*** Opening Data ***
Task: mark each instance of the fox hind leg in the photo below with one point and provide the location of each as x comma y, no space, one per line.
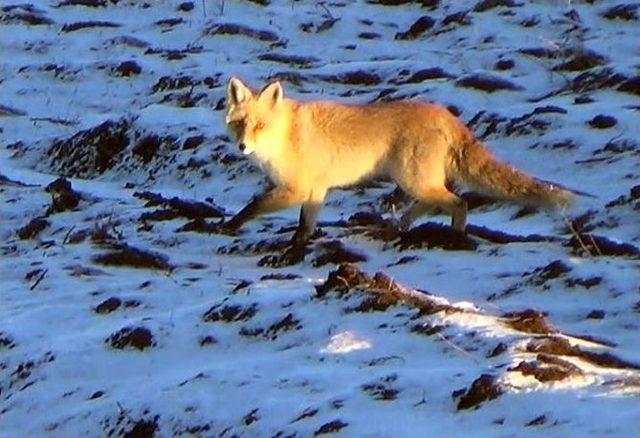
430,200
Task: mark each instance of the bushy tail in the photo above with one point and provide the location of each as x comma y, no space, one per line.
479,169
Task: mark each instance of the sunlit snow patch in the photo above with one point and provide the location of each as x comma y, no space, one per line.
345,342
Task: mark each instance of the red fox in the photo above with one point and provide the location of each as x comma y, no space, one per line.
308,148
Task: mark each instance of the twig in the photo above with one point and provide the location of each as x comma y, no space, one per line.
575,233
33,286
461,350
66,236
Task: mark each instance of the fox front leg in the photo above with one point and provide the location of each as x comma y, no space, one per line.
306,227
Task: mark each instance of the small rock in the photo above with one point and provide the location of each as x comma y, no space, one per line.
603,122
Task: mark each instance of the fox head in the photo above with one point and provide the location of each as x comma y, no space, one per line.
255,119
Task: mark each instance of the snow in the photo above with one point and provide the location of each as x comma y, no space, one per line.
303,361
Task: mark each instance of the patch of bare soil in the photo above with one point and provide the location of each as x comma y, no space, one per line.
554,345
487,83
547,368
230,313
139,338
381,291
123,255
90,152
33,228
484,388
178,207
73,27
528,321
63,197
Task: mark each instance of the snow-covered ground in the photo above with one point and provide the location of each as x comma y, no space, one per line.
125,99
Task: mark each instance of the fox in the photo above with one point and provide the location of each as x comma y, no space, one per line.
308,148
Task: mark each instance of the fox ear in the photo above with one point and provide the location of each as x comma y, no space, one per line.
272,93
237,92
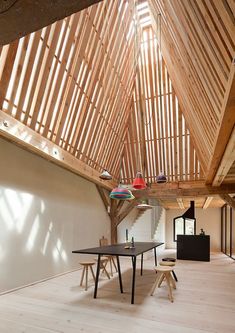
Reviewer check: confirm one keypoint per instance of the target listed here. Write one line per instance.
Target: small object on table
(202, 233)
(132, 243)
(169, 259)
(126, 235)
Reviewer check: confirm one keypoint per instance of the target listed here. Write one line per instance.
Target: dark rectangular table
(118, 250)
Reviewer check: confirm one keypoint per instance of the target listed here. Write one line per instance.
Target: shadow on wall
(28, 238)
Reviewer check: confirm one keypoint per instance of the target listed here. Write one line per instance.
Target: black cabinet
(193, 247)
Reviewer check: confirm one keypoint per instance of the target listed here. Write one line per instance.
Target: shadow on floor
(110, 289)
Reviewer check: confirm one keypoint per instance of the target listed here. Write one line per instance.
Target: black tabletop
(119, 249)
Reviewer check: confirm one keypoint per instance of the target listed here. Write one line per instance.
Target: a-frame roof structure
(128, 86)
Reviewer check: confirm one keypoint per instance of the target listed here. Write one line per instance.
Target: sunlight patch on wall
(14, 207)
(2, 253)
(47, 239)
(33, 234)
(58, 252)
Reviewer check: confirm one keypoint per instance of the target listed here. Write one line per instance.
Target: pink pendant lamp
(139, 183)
*** Closing Data ***
Write the data above out exactly. Leave out any pictures.

Task: mark each instance of the fox hind leg in the photo below with one point and provide the location of each as x comma y, no space, one per line.
430,200
Task: mark each instance of the bushy tail in the photo above with one point and provide the location of each as x comma y, no space, one per line.
479,169
Task: mark each instance of the sunlit snow patch in the photo above with one point and provide the location of each as x comma y, no space, one per line.
345,342
Task: mark each instance of the red fox in the photo above with one point and provide the location of each as x comma y, no space, one per line.
308,148
Task: mark each instance of the twig in the photo above with one point and provide the location of each as x comma y, no space, one per line.
575,233
33,286
461,350
66,236
Task: mark each instance of the fox front leg in the photo above with one point and provide the location of each as x comma y, no space, one per line.
306,227
Task: mark each instance of the small rock in the photo above with one point and provide the location of each as x comma y, no space, one per line.
603,122
Task: mark each instance of the fox head in the photo above with one point and provide the location of each as x comma y, no space, one per line.
255,119
Task: mark each instance of the snow in the photo above with one point and provide the location of each as x comma y, no space, one per line.
303,361
Task: mark each instance of the patch of bare soil in the photo above with one point and provide the location of each as x comma y, no space, one per line.
554,345
487,83
547,368
230,313
139,338
381,291
123,255
90,152
33,228
484,388
178,207
73,27
528,321
63,197
Task: mark each instance of the snow-covered ground in the photo above with one point and provide the location of each as x comma y, no space, one per line.
125,99
Task: mark each instance of the fox in the photo above with one point and provide the location of each as x comma y, no space, one per line.
308,148
Task: mark each instance of the fox ear in the photo above with one point and provide the location of each as x comma y, no space, one per line.
272,93
237,92
Reviewer check: confirm one keypoint per instance of the target listed here. Write one line per instance.
Target: small object on table
(202, 233)
(132, 243)
(169, 259)
(126, 235)
Reviewer check: confirm one keypoint per instance of the target listed here. Write one line per instance.
Target: dark rectangular table
(118, 250)
Reviewer check: confirm one keypoint per instance of the target listed here. Write one line per instance.
Target: shadow on wall
(28, 238)
Reviewer check: confirm one keypoint per instance of the target listed here. Write one line per instance.
Target: black cabinet
(193, 247)
Reviewer check: confirm one keypoint per instance of the target listed here. Write one line per instance.
Target: shadow on floor
(110, 289)
Reviewer check: confirm one keypoint per instance of the target listed here. Write one line per instance.
Target: black tabletop
(119, 249)
Reviewer check: confirm one keypoint per instance of the target listed here. Write one line per instance.
Target: a-frame roof structure
(128, 86)
Reviewer check: confirm one keypoint per instance of the target listed here. Write one line per instance.
Target: sunlight patch on wall
(14, 207)
(2, 253)
(47, 239)
(33, 234)
(58, 252)
Reviewer check: confirm one keypoint per instance of the target listed here. Write one line per instance.
Target: pink pendant lamp
(139, 183)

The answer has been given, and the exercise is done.